[Rows from a segmentation dataset]
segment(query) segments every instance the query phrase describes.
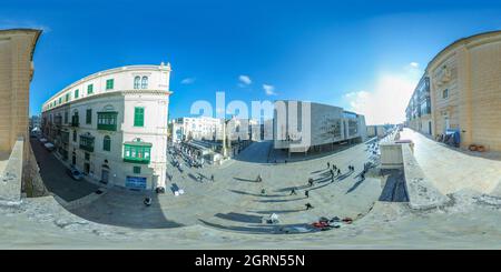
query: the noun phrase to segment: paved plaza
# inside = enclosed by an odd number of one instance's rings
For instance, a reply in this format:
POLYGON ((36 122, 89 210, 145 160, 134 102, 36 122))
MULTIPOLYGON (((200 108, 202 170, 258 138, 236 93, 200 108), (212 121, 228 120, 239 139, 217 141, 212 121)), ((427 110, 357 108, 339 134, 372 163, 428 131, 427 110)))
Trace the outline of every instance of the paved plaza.
POLYGON ((269 142, 253 143, 222 167, 184 167, 179 171, 169 164, 171 181, 167 192, 154 195, 154 204, 148 208, 143 205, 145 193, 115 188, 71 212, 95 222, 132 228, 204 224, 267 233, 276 230, 265 222, 273 213, 278 215, 281 226, 310 224, 321 216, 356 219, 365 214, 381 194, 377 179, 358 177, 363 164, 370 160, 365 144, 324 158, 277 164, 266 163, 268 150, 269 142), (327 162, 342 169, 334 182, 326 169, 327 162), (348 171, 348 164, 354 165, 355 171, 348 171), (255 181, 258 174, 263 182, 255 181), (314 185, 307 184, 308 179, 314 180, 314 185), (185 194, 175 197, 170 191, 173 187, 181 188, 185 194), (293 189, 296 194, 291 194, 293 189), (314 209, 306 210, 306 203, 314 209))

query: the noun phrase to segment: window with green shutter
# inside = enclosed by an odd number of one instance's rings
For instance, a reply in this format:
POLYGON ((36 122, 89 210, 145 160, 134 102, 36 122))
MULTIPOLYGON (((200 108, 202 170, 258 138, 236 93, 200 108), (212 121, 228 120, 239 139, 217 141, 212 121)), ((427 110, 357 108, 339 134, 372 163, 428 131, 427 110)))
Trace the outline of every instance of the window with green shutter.
POLYGON ((134 167, 132 171, 135 174, 140 174, 141 173, 141 167, 134 167))
POLYGON ((114 89, 114 79, 109 79, 106 81, 106 90, 114 89))
POLYGON ((131 163, 148 164, 151 154, 151 143, 131 141, 124 143, 124 161, 131 163))
POLYGON ((87 109, 86 111, 86 123, 87 124, 92 123, 92 109, 87 109))
POLYGON ((111 138, 109 135, 105 135, 102 140, 102 150, 111 151, 111 138))
POLYGON ((136 107, 134 108, 134 127, 145 125, 145 108, 136 107))

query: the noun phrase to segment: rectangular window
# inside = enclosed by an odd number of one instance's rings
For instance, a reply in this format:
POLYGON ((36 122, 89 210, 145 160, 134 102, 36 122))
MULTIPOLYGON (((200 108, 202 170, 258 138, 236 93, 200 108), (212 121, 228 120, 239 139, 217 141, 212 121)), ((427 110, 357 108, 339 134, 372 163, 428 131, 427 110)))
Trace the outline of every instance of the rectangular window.
POLYGON ((102 150, 111 151, 111 138, 109 135, 106 135, 102 140, 102 150))
POLYGON ((134 173, 135 174, 140 174, 141 173, 141 167, 134 167, 134 173))
POLYGON ((117 131, 117 111, 98 112, 98 130, 117 131))
POLYGON ((134 127, 145 125, 145 108, 136 107, 134 108, 134 127))
POLYGON ((92 123, 92 109, 88 109, 86 112, 86 123, 87 124, 92 123))
POLYGON ((149 163, 151 152, 150 143, 126 143, 124 145, 124 161, 134 163, 149 163))
POLYGON ((94 137, 92 135, 80 135, 80 149, 88 152, 94 152, 94 137))
POLYGON ((106 81, 106 90, 112 90, 114 89, 114 79, 109 79, 106 81))

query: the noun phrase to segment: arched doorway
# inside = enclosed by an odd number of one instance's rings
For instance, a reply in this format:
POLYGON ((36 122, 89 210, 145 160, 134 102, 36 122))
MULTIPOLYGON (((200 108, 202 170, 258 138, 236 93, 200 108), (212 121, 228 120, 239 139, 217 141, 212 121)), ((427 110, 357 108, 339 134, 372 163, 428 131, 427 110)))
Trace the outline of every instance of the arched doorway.
POLYGON ((105 163, 101 165, 101 183, 108 184, 109 182, 109 167, 108 160, 105 160, 105 163))

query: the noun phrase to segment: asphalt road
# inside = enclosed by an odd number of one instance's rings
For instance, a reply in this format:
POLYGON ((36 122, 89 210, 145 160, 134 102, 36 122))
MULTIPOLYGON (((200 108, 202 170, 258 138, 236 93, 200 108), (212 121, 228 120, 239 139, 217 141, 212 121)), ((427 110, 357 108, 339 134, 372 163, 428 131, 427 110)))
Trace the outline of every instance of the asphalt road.
POLYGON ((67 173, 67 168, 51 152, 47 151, 38 139, 30 139, 30 143, 40 167, 40 175, 50 192, 66 201, 73 201, 99 189, 84 180, 71 179, 67 173))

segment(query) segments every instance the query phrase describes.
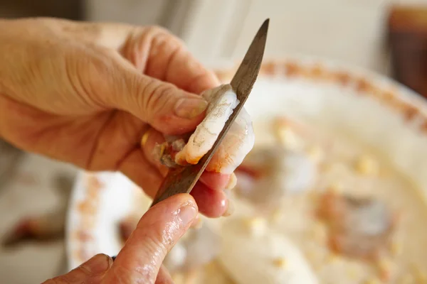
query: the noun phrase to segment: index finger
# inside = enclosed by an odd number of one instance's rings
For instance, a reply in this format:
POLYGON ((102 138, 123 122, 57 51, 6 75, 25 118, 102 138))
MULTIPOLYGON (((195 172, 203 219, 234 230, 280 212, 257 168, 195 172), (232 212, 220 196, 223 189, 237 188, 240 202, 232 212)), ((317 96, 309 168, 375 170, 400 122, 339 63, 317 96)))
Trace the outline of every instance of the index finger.
POLYGON ((103 283, 154 283, 166 254, 198 212, 188 194, 174 195, 150 208, 130 235, 103 283))
POLYGON ((159 27, 136 30, 122 48, 123 55, 148 76, 200 94, 219 84, 215 74, 186 49, 184 43, 159 27))

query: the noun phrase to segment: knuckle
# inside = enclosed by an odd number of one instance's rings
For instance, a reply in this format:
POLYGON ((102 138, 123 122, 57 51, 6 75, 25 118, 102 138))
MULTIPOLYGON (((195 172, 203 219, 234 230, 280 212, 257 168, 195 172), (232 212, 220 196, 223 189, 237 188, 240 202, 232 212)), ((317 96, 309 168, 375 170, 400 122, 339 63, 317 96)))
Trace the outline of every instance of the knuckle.
POLYGON ((151 114, 162 114, 162 109, 172 101, 174 94, 178 92, 178 88, 172 84, 162 83, 157 80, 152 80, 145 87, 142 96, 144 97, 144 109, 151 114))

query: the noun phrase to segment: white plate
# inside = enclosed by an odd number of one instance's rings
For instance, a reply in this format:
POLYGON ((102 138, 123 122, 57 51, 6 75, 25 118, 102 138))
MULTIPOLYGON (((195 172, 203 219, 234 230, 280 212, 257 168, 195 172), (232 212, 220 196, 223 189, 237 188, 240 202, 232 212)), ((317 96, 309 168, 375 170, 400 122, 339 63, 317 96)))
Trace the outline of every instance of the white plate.
MULTIPOLYGON (((223 69, 218 75, 228 81, 235 69, 223 69)), ((427 104, 390 80, 324 60, 270 61, 246 107, 255 121, 286 114, 345 133, 376 148, 420 188, 427 188, 427 104)), ((67 224, 70 269, 95 253, 119 251, 117 222, 131 208, 135 188, 118 173, 79 175, 67 224), (88 185, 94 177, 102 184, 98 190, 88 185)))

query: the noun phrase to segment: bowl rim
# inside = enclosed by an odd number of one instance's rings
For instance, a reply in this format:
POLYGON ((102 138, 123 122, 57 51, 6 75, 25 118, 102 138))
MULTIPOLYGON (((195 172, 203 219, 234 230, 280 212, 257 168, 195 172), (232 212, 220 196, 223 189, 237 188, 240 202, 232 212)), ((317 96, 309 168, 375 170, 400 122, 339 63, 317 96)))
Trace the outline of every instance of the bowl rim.
MULTIPOLYGON (((216 60, 211 66, 220 80, 230 79, 238 67, 235 60, 216 60)), ((344 64, 332 60, 313 56, 289 56, 265 58, 260 70, 260 77, 278 77, 280 79, 301 79, 316 82, 328 82, 350 87, 361 96, 369 97, 389 108, 400 116, 405 123, 416 121, 419 127, 414 131, 427 135, 427 100, 414 91, 384 75, 373 71, 344 64)), ((345 93, 345 92, 343 92, 345 93)), ((85 261, 85 257, 91 256, 85 251, 83 241, 73 238, 77 231, 84 231, 81 224, 73 221, 81 214, 78 206, 78 195, 81 191, 88 190, 88 186, 83 182, 90 178, 97 178, 97 173, 79 170, 73 187, 65 223, 65 251, 69 269, 85 261), (79 250, 81 250, 80 251, 79 250), (86 253, 85 253, 86 252, 86 253)), ((101 185, 102 187, 102 185, 101 185)), ((99 194, 100 191, 97 191, 99 194)), ((88 198, 81 202, 88 202, 88 198)), ((93 210, 96 212, 96 208, 93 210)), ((94 213, 95 214, 95 213, 94 213)))

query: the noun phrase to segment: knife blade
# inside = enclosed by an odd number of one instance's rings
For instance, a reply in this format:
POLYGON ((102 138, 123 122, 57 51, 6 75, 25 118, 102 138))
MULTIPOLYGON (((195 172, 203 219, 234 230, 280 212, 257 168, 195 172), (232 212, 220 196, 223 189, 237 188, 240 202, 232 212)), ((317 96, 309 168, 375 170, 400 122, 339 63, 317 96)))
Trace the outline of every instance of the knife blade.
POLYGON ((169 170, 160 188, 153 200, 151 207, 159 202, 164 200, 174 195, 179 193, 189 193, 206 165, 211 160, 218 146, 228 131, 230 126, 243 107, 243 104, 256 80, 261 67, 265 43, 267 41, 267 32, 270 19, 266 19, 258 33, 255 36, 245 57, 238 67, 230 84, 237 96, 239 104, 233 111, 227 120, 223 129, 219 133, 216 141, 203 158, 196 165, 178 167, 169 170))

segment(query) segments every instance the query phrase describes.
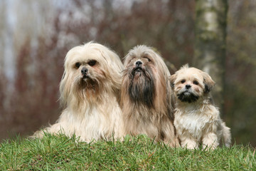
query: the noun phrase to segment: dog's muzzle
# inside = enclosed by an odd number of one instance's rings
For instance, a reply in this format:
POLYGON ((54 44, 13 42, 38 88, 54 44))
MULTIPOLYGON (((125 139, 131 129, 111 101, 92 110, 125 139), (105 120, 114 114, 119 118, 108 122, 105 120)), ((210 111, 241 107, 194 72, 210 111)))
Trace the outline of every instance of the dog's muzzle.
POLYGON ((82 76, 82 78, 88 78, 88 69, 86 68, 85 67, 82 67, 82 70, 81 70, 81 73, 82 76))

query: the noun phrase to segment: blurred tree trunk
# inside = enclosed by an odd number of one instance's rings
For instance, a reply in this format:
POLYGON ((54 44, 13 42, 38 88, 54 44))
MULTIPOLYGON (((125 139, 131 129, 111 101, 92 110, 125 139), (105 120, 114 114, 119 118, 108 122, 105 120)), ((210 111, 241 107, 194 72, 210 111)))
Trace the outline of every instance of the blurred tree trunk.
POLYGON ((211 94, 215 105, 221 109, 225 86, 227 11, 228 0, 196 1, 193 64, 208 73, 215 81, 211 94))

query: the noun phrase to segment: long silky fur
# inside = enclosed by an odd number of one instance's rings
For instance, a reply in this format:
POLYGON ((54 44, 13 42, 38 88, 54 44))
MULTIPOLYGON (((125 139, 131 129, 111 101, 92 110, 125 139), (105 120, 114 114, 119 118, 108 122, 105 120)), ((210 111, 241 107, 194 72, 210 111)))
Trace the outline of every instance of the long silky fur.
POLYGON ((170 73, 161 57, 151 48, 138 46, 124 59, 121 88, 121 106, 126 133, 146 134, 170 146, 178 145, 174 127, 170 73), (136 60, 150 58, 144 63, 140 76, 134 75, 136 60))
POLYGON ((118 56, 105 46, 89 42, 72 48, 65 59, 65 71, 60 85, 60 100, 64 108, 56 123, 35 133, 75 134, 80 140, 122 138, 124 128, 119 100, 123 65, 118 56), (76 60, 94 59, 95 67, 87 66, 90 78, 82 81, 80 70, 74 69, 76 60))

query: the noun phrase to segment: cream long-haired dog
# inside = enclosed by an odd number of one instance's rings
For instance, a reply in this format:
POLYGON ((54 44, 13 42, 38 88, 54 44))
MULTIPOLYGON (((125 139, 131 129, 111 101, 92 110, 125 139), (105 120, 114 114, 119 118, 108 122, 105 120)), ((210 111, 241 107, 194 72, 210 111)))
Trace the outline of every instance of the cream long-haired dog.
POLYGON ((146 134, 170 146, 178 145, 171 106, 170 73, 151 48, 137 46, 124 59, 121 106, 127 133, 146 134))
POLYGON ((210 76, 185 65, 171 76, 171 82, 176 97, 174 126, 181 146, 193 149, 202 144, 203 148, 214 149, 223 138, 229 147, 230 128, 210 102, 209 92, 215 85, 210 76))
POLYGON ((93 42, 68 51, 60 82, 61 115, 53 125, 36 132, 75 134, 82 141, 122 138, 124 125, 119 107, 123 65, 107 47, 93 42))

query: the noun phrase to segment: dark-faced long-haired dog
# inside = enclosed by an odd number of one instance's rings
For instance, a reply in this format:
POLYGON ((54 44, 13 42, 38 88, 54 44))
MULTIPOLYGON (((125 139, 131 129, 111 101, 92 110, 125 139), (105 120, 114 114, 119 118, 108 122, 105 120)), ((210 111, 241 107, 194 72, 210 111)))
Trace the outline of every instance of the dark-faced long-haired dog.
MULTIPOLYGON (((43 131, 75 134, 85 142, 121 138, 124 125, 119 100, 123 69, 119 56, 99 43, 89 42, 69 51, 60 86, 65 109, 57 123, 43 131)), ((34 134, 43 135, 43 130, 34 134)))
POLYGON ((125 56, 121 106, 127 133, 146 134, 178 145, 173 124, 170 73, 152 48, 138 46, 125 56))
POLYGON ((223 138, 231 142, 230 128, 220 119, 218 108, 211 104, 209 92, 215 82, 199 69, 186 65, 171 76, 176 98, 174 125, 181 146, 189 149, 215 148, 223 138))

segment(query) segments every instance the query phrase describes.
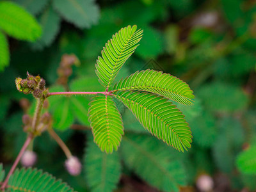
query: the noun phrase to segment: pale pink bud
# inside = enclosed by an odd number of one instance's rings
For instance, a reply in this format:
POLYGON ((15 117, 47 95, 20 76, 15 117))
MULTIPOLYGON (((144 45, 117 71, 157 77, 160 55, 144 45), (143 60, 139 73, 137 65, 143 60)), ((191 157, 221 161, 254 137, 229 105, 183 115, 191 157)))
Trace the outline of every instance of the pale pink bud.
POLYGON ((200 191, 210 191, 213 185, 212 178, 207 175, 201 175, 196 180, 196 186, 200 191))
POLYGON ((35 152, 26 150, 21 157, 20 163, 24 166, 32 166, 36 161, 35 152))
POLYGON ((71 156, 66 160, 65 165, 70 175, 78 175, 80 174, 82 165, 77 157, 71 156))

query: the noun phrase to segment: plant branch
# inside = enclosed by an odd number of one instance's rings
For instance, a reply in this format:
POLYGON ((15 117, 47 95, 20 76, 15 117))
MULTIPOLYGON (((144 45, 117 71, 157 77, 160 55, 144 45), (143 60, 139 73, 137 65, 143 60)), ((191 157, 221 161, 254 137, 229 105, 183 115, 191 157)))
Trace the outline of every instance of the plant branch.
POLYGON ((61 139, 59 137, 59 136, 54 131, 52 128, 48 129, 48 132, 50 135, 55 140, 57 143, 60 145, 60 147, 62 148, 65 154, 67 156, 67 158, 71 157, 72 154, 69 150, 68 148, 67 147, 66 144, 61 140, 61 139))
POLYGON ((6 185, 9 180, 10 177, 11 177, 12 174, 13 173, 17 165, 18 164, 20 160, 21 157, 22 156, 22 154, 25 152, 28 146, 29 145, 30 142, 32 141, 33 138, 33 134, 29 134, 27 138, 27 140, 26 140, 25 143, 24 143, 22 147, 21 148, 20 151, 19 153, 19 155, 15 159, 15 161, 14 162, 13 164, 12 165, 11 170, 10 170, 8 174, 7 175, 6 178, 5 179, 4 182, 3 183, 3 185, 1 187, 1 190, 4 190, 4 188, 6 187, 6 185))
POLYGON ((41 99, 36 99, 36 107, 35 111, 32 121, 32 129, 34 131, 36 131, 36 128, 38 123, 40 114, 41 113, 42 107, 43 106, 43 103, 44 103, 44 100, 42 100, 41 99))
POLYGON ((105 95, 112 95, 109 92, 52 92, 49 93, 47 97, 52 95, 96 95, 96 94, 104 94, 105 95))

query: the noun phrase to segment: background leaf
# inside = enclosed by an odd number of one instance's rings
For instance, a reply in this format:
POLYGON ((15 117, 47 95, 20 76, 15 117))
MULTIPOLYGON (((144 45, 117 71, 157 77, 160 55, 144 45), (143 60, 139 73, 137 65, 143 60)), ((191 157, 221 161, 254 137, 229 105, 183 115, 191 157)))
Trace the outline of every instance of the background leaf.
POLYGON ((256 174, 256 146, 251 146, 247 150, 241 152, 236 159, 236 164, 243 173, 256 174))
POLYGON ((37 15, 45 7, 49 0, 15 0, 14 1, 31 14, 37 15))
POLYGON ((79 28, 89 28, 99 19, 94 0, 53 0, 53 6, 62 17, 79 28))
POLYGON ((51 6, 48 6, 39 18, 39 23, 42 27, 41 38, 31 46, 36 49, 42 49, 49 46, 54 40, 60 28, 61 19, 51 6))
POLYGON ((35 18, 15 3, 0 2, 0 28, 8 35, 20 40, 35 41, 42 34, 35 18))
POLYGON ((15 170, 10 177, 8 189, 11 191, 74 191, 66 183, 51 175, 31 168, 15 170))

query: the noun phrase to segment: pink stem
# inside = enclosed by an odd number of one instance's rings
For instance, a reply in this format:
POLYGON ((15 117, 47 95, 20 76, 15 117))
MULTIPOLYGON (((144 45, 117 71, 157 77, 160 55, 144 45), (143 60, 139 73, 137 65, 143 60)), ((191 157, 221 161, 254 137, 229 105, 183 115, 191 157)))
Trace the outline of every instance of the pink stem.
POLYGON ((104 94, 105 95, 112 95, 109 92, 52 92, 48 93, 48 97, 51 95, 96 95, 96 94, 104 94))
POLYGON ((2 186, 1 187, 1 190, 4 190, 5 187, 6 186, 9 180, 10 177, 11 177, 12 174, 13 173, 17 165, 18 164, 20 160, 21 157, 22 156, 24 152, 25 152, 26 149, 27 148, 28 146, 29 145, 30 142, 32 141, 33 136, 32 134, 29 134, 27 140, 26 140, 25 143, 24 143, 22 148, 20 149, 20 152, 19 153, 18 156, 17 157, 15 161, 14 162, 13 164, 12 165, 11 170, 10 170, 8 174, 6 176, 4 182, 3 183, 2 186))

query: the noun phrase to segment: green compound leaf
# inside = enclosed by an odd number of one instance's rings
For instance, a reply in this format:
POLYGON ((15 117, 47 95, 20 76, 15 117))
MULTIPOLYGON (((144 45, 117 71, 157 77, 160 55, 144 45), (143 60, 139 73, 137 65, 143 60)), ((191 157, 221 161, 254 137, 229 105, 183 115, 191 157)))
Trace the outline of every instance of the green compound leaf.
POLYGON ((256 145, 240 153, 236 159, 236 165, 244 174, 256 175, 256 145))
POLYGON ((88 112, 94 141, 107 154, 117 150, 124 126, 121 115, 111 97, 96 96, 92 99, 88 112))
POLYGON ((6 36, 0 31, 0 72, 9 65, 9 45, 6 36))
POLYGON ((163 97, 138 91, 122 91, 114 96, 133 113, 143 127, 167 145, 184 152, 192 136, 182 113, 163 97))
POLYGON ((39 18, 43 33, 41 38, 32 44, 35 49, 49 46, 54 40, 60 30, 61 19, 51 6, 48 7, 39 18))
POLYGON ((111 192, 121 175, 121 162, 116 152, 107 154, 100 151, 90 136, 84 158, 85 179, 92 192, 111 192))
POLYGON ((74 191, 66 183, 37 169, 17 169, 10 177, 8 191, 74 191))
POLYGON ((36 15, 45 7, 49 0, 15 0, 15 2, 31 14, 36 15))
POLYGON ((94 0, 54 0, 54 8, 65 20, 79 28, 97 24, 99 10, 94 0))
POLYGON ((136 26, 122 28, 106 44, 101 52, 102 56, 98 57, 95 72, 106 88, 110 86, 122 66, 138 47, 143 31, 136 29, 136 26))
POLYGON ((35 18, 20 6, 10 1, 0 2, 0 28, 20 40, 35 41, 42 29, 35 18))
POLYGON ((3 169, 3 164, 0 163, 0 182, 2 182, 4 179, 5 172, 3 169))
POLYGON ((150 136, 125 134, 121 154, 125 164, 148 184, 160 191, 179 191, 186 184, 185 171, 166 147, 150 136))
POLYGON ((185 105, 191 105, 193 91, 183 81, 168 74, 154 70, 137 71, 121 79, 114 91, 145 91, 166 97, 185 105))

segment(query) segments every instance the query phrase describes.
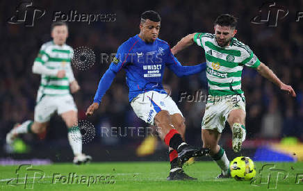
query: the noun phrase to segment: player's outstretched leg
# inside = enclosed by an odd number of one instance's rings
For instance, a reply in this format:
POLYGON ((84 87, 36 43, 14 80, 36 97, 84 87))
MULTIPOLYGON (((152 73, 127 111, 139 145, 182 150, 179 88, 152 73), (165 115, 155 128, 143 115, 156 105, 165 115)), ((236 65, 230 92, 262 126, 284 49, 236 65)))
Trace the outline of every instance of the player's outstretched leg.
POLYGON ((74 156, 73 163, 81 165, 90 162, 92 157, 82 153, 82 135, 78 127, 77 113, 74 110, 67 111, 62 113, 61 117, 68 127, 68 141, 74 156))
POLYGON ((235 109, 229 113, 228 122, 233 133, 233 149, 235 153, 241 150, 242 142, 245 140, 245 112, 242 109, 235 109))
POLYGON ((239 123, 234 123, 232 126, 233 132, 233 149, 235 153, 241 150, 242 142, 245 140, 245 127, 239 123))
POLYGON ((6 143, 12 144, 19 134, 41 133, 47 127, 48 122, 39 123, 27 120, 22 124, 16 124, 14 127, 6 134, 6 143))
POLYGON ((202 136, 203 147, 211 148, 209 155, 221 169, 221 174, 216 178, 230 178, 229 160, 224 150, 218 144, 221 133, 215 129, 202 129, 202 136))
MULTIPOLYGON (((184 134, 186 126, 184 118, 179 113, 170 115, 172 123, 174 127, 180 133, 182 139, 184 140, 184 134)), ((167 176, 167 181, 174 180, 197 180, 195 178, 187 175, 182 169, 182 165, 178 159, 178 153, 172 147, 168 148, 168 153, 170 161, 170 175, 167 176)))
POLYGON ((209 149, 197 149, 182 140, 180 133, 172 125, 171 117, 167 110, 158 113, 155 116, 154 122, 158 126, 161 139, 167 145, 177 151, 181 165, 191 157, 202 156, 208 153, 209 149))

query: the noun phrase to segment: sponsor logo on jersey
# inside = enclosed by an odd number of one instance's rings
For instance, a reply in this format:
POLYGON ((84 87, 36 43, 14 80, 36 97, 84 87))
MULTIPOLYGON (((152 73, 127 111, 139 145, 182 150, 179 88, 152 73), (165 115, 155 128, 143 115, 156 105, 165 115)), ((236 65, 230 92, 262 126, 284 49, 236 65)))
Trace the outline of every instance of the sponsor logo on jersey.
POLYGON ((161 54, 161 56, 164 55, 164 49, 163 49, 163 48, 159 47, 158 49, 158 51, 159 54, 161 54))
POLYGON ((227 73, 222 73, 218 71, 215 71, 210 67, 207 67, 206 72, 212 76, 215 76, 219 78, 227 78, 227 73))
POLYGON ((213 51, 211 50, 211 49, 210 49, 209 51, 208 51, 207 52, 206 52, 208 54, 209 54, 209 55, 213 55, 213 51))
POLYGON ((213 63, 211 64, 211 66, 213 67, 213 69, 219 69, 220 68, 220 63, 213 63))
POLYGON ((152 115, 154 113, 154 110, 150 110, 149 114, 148 115, 147 117, 147 122, 150 123, 152 120, 152 115))
POLYGON ((235 57, 234 56, 234 55, 230 55, 230 54, 229 54, 229 55, 227 55, 227 56, 226 57, 226 60, 227 60, 228 62, 231 62, 231 63, 232 63, 232 62, 234 62, 234 60, 235 60, 235 57))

=== What is needed ===
Retype the stretch of the listing from the line containing "query: the noun phrase to segment: pink stem" through the line containing "POLYGON ((104 94, 105", keeping every character unchanged.

=== Written solution ===
query: the noun phrase to segment: pink stem
# inside = enclosed by an odd number of one instance's rings
For instance, a reply in this format:
POLYGON ((15 117, 47 95, 20 76, 15 117))
MULTIPOLYGON (((144 45, 117 71, 157 77, 160 55, 144 45), (143 60, 139 73, 137 65, 143 60)), ((191 157, 221 161, 254 137, 229 105, 183 115, 191 157)))
Trace the outline of every instance of the pink stem.
POLYGON ((104 94, 105 95, 112 95, 109 92, 52 92, 48 93, 48 97, 51 95, 96 95, 96 94, 104 94))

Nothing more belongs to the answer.